Prompt 1
In the text on CART cell therapy, how many of the 53 pediatric ALL patients treated with CART19 at the University of Pennsylvania/CHOP trial developed some degree of CRS?
Prompt 2
Reproduce a passage from the CART cell therapy text, starting at the words "Clinical trials have" and stopping after the words "develops severe CRS.".

Document extract
===
The time needed to manufacture the cells (or to ship the pheresis product to a specialized center) is another significant limitation to the delivery of CART cell therapy. Patients with active disease need to be able to wait for few weeks and might require some form of active therapy to prevent disease progression in the meantime. Furthermore, the inclusion of only patients whose disease can be stabilized while CART cells are manufactured may result in a selection bias in these clinical trials; this could be remedied by reporting results as intention-to-treat rather than per-protocol assessments.

Toxicities

Almost all patients treated with CART19 developed B cell aplasia, an expected on-target off-tumor toxicity. These patients are typically managed with replacement intravenous immunoglobulin therapy. ^13–16 Several unique toxicities following CART cell therapy have emerged and continue to present diagnostic and management challenges. These toxicities include; CRS, macrophage activation syndrome (MAS), and neurotoxicity. ^{13, 14, 16, 17, 83} A novel observation after CART cell therapy across several clinical trials is the development of the CRS; a syndrome characterized by high grade fevers, hypotension, capillary leak, and respiratory distress that can be life threatening. CRS is usually accompanied by the MAS, which is characterized by clinical and biochemical findings of hemophagocytic lymphohistiocytosis (fevers, pancytopenia, splenomegaly, hemophagocytosis and extreme elevations of ferritin and C-reactive protein). The development of CRS strongly correlates with response rates.^13–15

At the University of Pennsylvania/CHOP trial, 48 of the 53 pediatric ALL patients treated with CART19 developed some degree of CRS.⁵⁹ It was also noted that severe CRS began earlier than mild CRS (median onset is 1 vs 4 days after CART cell infusion). Similarly, the NCI reported CRS in 15 of the 20 children treated with CART19, with a median onset of 4 days.¹⁵ In adults, severe CRS was observed in 11 of the 46 adults treated with CART19 at MSKCC⁵⁸ (three patients had refractory grade 5 CRS) and in 11 of 12 adult ALL treated at the University of Pennsylvania (3 developed refractory CRS despite treatment and died in the context of refractory concomitant infections). These patients with severe CRS in both the MSKCC and University of Pennsylvania trials had higher disease burden and received higher cell dose compared to other patients that developed CRS.

Collectively, these reports showed that CRS symptoms start with the onset of CART cell expansion and correlate with high disease burden, possibly related to increased T cell activation and more cytokine production. This is associated with elevation of C-reactive protein and marked elevation of IL-6, interferon-γ and other cytokines. ^13–15

Clinical trials have also shown that the use of steroids with or without the anti-IL6 receptor antibody tocilizumab can reverse these syndromes. However, the early introduction of immunosuppressive medications could potentially limit the benefit of immunotherapy. Therefore, clinical severity grading of the disease and management algorithms based on severity were developed.⁶² In efforts to develop a predictive model for the development of CRS, comprehensive cytokine profiling was done on 51 patients treated with CART19. It was noted that early elevation of three cytokines after CART19 was strongly predictive of the later development of severe CRS. ⁸⁴ We speculate that this observation could pave the way to a risk-adapted pre-emptive treatment approach where by anti-cytokine therapy such as tocilizumab is applied before the patient develops severe CRS.
===
Source data
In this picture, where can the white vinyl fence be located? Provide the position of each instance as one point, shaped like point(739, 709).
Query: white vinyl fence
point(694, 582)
===
Task output 1
48 of the 53

Task output 2
Clinical trials have also shown that the use of steroids with or without the anti-IL6 receptor antibody tocilizumab can reverse these syndromes. However, the early introduction of immunosuppressive medications could potentially limit the benefit of immunotherapy. Therefore, clinical severity grading of the disease and management algorithms based on severity were developed.⁶² In efforts to develop a predictive model for the development of CRS, comprehensive cytokine profiling was done on 51 patients treated with CART19. It was noted that early elevation of three cytokines after CART19 was strongly predictive of the later development of severe CRS. ⁸⁴ We speculate that this observation could pave the way to a risk-adapted pre-emptive treatment approach where by anti-cytokine therapy such as tocilizumab is applied before the patient develops severe CRS.